→ Work request: When you reach the line that contains "task | drop a pin on each instance of the man" in the data below, start reproducing lines exactly, and stop after the line that contains "(format x=212, y=62)".

→ Data records:
*** Begin section ***

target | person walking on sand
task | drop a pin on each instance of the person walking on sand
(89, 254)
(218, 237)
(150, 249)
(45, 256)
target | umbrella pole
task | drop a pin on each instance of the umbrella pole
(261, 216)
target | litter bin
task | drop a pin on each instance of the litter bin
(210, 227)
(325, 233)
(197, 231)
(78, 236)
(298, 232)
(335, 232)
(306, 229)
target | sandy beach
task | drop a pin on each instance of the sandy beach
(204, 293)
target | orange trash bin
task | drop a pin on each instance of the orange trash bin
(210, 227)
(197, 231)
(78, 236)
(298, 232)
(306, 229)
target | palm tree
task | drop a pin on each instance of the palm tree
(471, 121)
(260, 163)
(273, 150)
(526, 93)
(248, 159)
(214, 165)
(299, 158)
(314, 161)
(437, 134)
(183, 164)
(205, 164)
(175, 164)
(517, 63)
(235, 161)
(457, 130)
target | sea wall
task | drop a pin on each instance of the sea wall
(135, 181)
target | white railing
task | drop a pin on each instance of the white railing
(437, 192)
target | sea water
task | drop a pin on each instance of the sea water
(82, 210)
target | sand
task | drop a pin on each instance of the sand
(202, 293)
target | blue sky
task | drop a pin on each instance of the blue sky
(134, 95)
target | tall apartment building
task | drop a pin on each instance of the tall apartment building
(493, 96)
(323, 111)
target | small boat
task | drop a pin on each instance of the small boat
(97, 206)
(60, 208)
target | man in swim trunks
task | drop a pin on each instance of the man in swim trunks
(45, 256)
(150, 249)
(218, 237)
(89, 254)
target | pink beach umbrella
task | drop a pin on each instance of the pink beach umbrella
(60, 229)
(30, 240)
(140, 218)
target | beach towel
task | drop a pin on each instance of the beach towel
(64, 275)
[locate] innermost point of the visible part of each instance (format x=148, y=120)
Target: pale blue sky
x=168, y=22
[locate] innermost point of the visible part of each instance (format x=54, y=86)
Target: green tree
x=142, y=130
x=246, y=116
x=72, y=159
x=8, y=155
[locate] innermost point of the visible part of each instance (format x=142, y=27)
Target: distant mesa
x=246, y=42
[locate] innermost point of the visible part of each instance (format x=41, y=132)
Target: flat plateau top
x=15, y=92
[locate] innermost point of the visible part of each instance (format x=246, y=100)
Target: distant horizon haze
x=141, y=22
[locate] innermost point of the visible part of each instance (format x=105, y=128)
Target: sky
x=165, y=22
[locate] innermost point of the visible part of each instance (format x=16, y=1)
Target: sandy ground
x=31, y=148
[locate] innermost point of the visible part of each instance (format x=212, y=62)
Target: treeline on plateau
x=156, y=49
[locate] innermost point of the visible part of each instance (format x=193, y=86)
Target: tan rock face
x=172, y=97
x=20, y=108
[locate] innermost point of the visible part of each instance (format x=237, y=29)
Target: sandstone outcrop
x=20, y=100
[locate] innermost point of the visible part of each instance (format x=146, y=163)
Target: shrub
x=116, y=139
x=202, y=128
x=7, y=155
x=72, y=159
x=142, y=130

*** End section ***

→ Completed task:
task | drop a pin on each instance of the man in swim trunks
(45, 256)
(150, 249)
(218, 237)
(89, 254)
target | pink beach umbrella
task | drop a pin on each instance of the pink beach umbrella
(60, 229)
(30, 240)
(140, 218)
target | beach towel
task | drop a pin on each instance of the beach towel
(64, 275)
[locate] innermost point of the visible part of each instance (format x=148, y=120)
Target: pale blue sky
x=168, y=22
[locate] innermost point of the visible part of each instance (format x=54, y=86)
Target: green tree
x=142, y=130
x=246, y=116
x=72, y=159
x=8, y=155
[locate] innermost point of the visible part of each instance (format x=142, y=27)
Target: distant mesa
x=246, y=42
[locate] innermost point of the visible part of each instance (format x=41, y=132)
Target: flat plateau top
x=15, y=92
[locate] innermost point of the visible part of each instance (format x=246, y=100)
Target: distant horizon haze
x=141, y=22
[locate] innermost point of the visible part of each instance (format x=105, y=128)
Target: sky
x=165, y=22
[locate] innermost point of the visible part of each instance (format x=16, y=1)
Target: sandy ground
x=31, y=148
[locate] innermost point of the visible part of each instance (format x=212, y=62)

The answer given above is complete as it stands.